# WHAT TO DO:
Looking at the records below, count how many lines contain the string "brick". Give that number alone.

[Data records]
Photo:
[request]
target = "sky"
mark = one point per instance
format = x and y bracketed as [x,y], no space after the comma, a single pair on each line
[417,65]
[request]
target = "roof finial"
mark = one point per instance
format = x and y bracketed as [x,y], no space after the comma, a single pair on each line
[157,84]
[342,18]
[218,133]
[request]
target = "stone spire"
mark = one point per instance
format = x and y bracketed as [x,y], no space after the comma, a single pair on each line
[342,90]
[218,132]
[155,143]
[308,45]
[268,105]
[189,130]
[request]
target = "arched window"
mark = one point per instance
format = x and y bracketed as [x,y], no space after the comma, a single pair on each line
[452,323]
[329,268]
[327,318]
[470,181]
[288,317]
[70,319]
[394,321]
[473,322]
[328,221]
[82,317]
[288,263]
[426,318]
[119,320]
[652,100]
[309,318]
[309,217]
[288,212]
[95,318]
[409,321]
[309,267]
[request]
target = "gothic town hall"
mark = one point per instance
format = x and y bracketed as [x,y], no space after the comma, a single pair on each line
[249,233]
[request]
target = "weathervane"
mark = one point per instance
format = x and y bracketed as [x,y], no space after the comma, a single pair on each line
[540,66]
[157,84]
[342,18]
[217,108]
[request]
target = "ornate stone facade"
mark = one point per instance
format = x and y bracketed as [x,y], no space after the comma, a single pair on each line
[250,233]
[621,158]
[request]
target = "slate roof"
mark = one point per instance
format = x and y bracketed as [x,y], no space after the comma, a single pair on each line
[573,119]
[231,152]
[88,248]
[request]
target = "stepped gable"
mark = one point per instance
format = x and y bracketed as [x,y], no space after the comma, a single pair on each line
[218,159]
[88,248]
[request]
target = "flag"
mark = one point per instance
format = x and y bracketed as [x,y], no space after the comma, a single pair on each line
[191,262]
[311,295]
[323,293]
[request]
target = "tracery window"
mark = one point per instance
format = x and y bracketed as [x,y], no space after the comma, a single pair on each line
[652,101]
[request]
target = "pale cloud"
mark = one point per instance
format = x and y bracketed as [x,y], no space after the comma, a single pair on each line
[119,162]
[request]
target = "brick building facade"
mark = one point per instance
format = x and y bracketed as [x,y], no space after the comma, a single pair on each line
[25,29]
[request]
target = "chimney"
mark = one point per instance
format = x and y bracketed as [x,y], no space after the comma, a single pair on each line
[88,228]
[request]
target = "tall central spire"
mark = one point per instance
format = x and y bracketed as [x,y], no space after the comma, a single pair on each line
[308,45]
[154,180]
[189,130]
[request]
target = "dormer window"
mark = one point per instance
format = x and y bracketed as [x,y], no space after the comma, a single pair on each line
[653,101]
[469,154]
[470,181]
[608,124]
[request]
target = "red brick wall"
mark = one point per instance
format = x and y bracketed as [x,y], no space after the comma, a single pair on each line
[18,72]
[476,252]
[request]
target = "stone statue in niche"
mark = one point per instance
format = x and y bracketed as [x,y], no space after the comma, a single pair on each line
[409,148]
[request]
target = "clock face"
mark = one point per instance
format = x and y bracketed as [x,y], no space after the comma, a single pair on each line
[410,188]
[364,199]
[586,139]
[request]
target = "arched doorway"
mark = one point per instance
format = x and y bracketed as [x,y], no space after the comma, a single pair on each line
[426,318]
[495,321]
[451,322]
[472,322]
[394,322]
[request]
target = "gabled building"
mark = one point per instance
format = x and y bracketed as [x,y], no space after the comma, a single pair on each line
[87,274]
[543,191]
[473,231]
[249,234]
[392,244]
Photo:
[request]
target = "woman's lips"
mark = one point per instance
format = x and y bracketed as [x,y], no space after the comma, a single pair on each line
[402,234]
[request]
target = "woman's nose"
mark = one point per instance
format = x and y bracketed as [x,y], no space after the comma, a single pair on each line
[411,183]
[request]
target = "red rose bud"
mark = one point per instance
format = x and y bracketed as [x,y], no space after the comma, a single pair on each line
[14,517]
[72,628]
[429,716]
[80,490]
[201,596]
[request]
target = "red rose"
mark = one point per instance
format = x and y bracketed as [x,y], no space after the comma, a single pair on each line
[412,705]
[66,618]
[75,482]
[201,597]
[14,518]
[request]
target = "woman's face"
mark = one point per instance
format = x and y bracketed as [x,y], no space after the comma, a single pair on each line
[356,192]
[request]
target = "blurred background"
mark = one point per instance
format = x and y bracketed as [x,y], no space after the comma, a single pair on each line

# RESULT FOR THIS EXERCISE:
2